Natural language region descriptions
=== Section Start ===
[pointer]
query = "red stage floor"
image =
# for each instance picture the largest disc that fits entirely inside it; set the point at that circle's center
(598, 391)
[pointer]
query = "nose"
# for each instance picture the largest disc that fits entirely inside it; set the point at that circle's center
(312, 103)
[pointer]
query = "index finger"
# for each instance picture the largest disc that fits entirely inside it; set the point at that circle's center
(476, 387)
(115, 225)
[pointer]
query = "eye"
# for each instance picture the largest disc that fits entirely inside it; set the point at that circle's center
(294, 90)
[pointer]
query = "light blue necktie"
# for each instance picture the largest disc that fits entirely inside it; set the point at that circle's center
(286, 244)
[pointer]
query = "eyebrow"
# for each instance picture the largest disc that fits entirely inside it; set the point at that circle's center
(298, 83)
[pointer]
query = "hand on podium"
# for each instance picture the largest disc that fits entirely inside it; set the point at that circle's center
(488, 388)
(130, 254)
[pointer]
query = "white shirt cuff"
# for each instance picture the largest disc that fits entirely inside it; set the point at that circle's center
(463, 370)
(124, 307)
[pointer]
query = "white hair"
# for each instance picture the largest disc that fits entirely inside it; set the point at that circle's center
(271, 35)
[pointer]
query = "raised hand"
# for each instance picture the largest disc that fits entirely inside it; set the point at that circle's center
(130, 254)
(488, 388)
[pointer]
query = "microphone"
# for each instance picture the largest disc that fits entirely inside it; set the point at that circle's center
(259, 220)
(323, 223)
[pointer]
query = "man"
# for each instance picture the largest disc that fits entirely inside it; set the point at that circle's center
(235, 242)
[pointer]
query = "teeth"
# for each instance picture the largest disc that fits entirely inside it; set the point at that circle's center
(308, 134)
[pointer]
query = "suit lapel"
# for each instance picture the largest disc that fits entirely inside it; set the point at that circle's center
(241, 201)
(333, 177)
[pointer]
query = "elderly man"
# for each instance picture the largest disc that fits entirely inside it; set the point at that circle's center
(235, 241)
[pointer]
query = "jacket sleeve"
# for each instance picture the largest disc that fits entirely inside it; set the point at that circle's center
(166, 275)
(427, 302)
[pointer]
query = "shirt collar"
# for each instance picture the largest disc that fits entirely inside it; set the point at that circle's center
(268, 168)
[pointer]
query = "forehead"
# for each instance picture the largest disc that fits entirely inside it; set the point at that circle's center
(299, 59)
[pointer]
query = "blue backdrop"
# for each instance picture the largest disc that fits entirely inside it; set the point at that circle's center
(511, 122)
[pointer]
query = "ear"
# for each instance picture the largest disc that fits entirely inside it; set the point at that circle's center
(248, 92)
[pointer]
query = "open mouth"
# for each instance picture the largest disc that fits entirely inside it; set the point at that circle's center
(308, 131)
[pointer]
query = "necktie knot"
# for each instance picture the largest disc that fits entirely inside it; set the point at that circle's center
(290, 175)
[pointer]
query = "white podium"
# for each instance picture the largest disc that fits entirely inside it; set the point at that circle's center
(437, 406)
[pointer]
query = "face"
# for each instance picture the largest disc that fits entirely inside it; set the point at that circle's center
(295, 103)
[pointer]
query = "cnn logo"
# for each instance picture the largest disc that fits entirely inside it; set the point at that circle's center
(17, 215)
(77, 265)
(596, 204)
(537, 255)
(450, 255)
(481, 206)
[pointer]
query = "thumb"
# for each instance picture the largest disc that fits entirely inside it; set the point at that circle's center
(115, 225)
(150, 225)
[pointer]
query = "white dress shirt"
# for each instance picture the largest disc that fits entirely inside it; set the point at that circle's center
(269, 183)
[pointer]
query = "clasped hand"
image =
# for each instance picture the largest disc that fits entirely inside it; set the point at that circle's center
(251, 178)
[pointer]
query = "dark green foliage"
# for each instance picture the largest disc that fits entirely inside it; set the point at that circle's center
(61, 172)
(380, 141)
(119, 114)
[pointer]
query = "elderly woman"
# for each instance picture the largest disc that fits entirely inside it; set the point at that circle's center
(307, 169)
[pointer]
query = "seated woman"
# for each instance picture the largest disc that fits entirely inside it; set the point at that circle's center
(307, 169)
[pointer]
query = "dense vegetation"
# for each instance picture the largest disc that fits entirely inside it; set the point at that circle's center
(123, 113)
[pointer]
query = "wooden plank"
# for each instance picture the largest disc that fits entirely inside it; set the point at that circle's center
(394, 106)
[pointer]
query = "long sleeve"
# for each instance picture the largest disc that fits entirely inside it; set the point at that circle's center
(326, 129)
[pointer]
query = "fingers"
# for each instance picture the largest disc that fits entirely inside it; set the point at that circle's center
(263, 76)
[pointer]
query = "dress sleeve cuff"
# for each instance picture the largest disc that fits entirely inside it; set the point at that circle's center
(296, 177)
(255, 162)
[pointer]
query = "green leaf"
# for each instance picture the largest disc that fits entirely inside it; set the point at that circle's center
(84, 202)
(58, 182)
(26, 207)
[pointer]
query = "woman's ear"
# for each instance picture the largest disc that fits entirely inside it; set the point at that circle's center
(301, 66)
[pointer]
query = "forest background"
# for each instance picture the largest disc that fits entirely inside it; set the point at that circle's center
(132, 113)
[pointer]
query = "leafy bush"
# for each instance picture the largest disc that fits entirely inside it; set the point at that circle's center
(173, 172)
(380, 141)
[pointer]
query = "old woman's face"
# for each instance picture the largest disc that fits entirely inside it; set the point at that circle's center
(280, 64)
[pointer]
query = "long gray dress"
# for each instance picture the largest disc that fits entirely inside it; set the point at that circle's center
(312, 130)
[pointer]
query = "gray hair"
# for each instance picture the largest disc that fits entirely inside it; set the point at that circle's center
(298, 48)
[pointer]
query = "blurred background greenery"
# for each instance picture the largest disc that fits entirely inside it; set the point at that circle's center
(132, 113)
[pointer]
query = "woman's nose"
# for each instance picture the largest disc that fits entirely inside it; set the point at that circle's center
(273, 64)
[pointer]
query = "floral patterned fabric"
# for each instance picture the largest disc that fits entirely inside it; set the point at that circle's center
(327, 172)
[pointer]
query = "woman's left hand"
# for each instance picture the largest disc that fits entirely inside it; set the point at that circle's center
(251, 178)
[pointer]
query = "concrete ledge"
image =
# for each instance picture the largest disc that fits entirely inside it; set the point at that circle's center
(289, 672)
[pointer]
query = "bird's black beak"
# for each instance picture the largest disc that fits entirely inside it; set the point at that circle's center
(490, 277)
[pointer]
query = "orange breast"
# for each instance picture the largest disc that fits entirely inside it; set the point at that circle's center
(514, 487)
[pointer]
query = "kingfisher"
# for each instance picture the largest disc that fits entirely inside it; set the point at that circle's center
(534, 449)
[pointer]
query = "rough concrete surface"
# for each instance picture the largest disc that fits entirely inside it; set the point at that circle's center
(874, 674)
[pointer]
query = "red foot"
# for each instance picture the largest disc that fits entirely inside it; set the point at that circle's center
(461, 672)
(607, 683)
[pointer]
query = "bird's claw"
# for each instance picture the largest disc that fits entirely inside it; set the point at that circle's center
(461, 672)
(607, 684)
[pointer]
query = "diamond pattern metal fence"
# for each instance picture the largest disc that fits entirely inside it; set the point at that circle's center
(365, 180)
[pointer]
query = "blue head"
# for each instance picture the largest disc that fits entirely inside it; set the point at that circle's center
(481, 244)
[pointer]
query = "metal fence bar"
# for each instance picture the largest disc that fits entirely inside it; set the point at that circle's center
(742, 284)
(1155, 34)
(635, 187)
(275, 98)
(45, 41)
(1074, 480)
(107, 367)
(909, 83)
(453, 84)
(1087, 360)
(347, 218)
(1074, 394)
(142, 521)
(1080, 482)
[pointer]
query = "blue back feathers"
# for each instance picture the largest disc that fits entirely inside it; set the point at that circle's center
=== Section End ===
§ **Prompt**
Using the records above, count every line that includes the word "sleeve", and state the number only.

§ **Response below**
3